• _Work item_
Line by line, reproduce the records exactly.

• _Entries supplied_
++++++++++++++++++++

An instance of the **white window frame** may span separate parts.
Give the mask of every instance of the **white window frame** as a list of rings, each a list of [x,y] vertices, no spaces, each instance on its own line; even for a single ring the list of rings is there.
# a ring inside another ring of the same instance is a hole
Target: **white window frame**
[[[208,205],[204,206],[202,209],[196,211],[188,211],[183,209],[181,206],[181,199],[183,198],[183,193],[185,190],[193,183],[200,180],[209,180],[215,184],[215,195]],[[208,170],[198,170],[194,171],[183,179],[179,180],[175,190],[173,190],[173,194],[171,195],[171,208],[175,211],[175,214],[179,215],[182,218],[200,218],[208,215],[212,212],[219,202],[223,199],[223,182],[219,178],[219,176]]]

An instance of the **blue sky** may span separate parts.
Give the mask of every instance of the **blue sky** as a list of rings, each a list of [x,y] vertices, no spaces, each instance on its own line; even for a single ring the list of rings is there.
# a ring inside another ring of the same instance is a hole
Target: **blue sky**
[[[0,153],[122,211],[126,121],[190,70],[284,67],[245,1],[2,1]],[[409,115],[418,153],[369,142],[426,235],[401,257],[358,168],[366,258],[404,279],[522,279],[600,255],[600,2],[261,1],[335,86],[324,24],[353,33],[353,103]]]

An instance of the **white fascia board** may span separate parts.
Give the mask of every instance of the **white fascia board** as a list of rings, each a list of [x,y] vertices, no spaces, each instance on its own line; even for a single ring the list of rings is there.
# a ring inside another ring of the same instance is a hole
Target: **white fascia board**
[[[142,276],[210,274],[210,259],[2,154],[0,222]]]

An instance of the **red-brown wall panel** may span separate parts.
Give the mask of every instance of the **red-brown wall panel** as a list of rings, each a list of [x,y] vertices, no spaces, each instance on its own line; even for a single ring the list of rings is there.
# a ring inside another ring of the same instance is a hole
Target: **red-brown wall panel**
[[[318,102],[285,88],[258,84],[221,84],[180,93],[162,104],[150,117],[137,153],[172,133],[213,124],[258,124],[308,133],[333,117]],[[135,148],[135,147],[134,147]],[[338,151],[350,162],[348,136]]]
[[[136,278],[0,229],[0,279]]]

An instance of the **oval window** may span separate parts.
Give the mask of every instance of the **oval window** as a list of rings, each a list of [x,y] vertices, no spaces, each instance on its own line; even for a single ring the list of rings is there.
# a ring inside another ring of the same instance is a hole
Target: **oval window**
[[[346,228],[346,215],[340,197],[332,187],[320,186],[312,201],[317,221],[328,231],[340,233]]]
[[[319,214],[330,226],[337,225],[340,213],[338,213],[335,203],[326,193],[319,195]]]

++++++++++++++++++++

• _Answer area_
An instance of the **white window frame** may span separate parts.
Give the mask of every instance of the **white window frame** as a list of rings, each a list of [x,y] vertices, no spaces, each instance on its own line; even for a single ring the list of rings is there.
# a ring inside another ring of the same instance is a hole
Target: **white window frame**
[[[208,205],[204,206],[202,209],[196,211],[188,211],[183,209],[181,206],[181,199],[183,198],[183,193],[185,190],[193,183],[200,180],[209,180],[215,184],[215,195]],[[208,170],[198,170],[194,171],[183,179],[179,180],[175,190],[173,190],[173,194],[171,195],[171,208],[175,211],[175,214],[179,215],[182,218],[200,218],[208,215],[212,212],[219,202],[223,199],[223,182],[219,178],[219,176]]]

An instance of the **blue sky** may span separate parts.
Give the mask of every instance of the **blue sky** as a list of rings, each a list of [x,y] vertices, no spaces, each instance on its own line; even for a single ring the list of rings is there.
# a ring inside another ring of the same instance is a hole
Target: **blue sky**
[[[0,153],[122,211],[126,121],[190,70],[284,67],[245,1],[2,1]],[[409,115],[418,153],[369,142],[426,235],[401,257],[358,168],[366,258],[404,279],[522,279],[600,255],[600,2],[261,1],[335,86],[324,24],[353,33],[353,103]]]

An instance of the **white fascia board** may span separate parts.
Give the mask of every instance of the **white fascia board** as a list of rings, each a list of [x,y] vertices, no spaces, each instance on its own line; even for a single ring the list of rings is there.
# a ring inside another ring of the same instance is a hole
Target: **white fascia board**
[[[142,276],[210,274],[210,259],[2,154],[0,222]]]

An instance of the **red-brown wall panel** may span separate parts.
Give the mask of every instance of the **red-brown wall panel** as a list of rings, each a list of [x,y] vertices, no spaces, each instance on its own line; even for a single ring the list of rings is there.
# a ring inside another ring of the same instance is a hole
Target: **red-brown wall panel**
[[[318,102],[285,88],[258,84],[221,84],[180,93],[162,104],[150,117],[137,153],[172,133],[213,124],[258,124],[308,133],[333,117]],[[135,148],[135,147],[134,147]],[[338,151],[350,162],[348,136]]]
[[[136,278],[0,229],[0,279]]]

An instance of the **oval window** may span separate parts.
Give the mask of every instance of the **oval window** as a list of rings, each a list of [x,y] vertices, no spaces, each instance on its own line; even for a single ring the list of rings is there.
# a ring inside another ring of the same instance is a hole
Target: **oval window**
[[[346,228],[346,215],[340,197],[332,187],[320,186],[312,201],[317,221],[328,231],[340,233]]]
[[[319,214],[330,226],[337,225],[340,213],[338,213],[335,203],[326,193],[319,195]]]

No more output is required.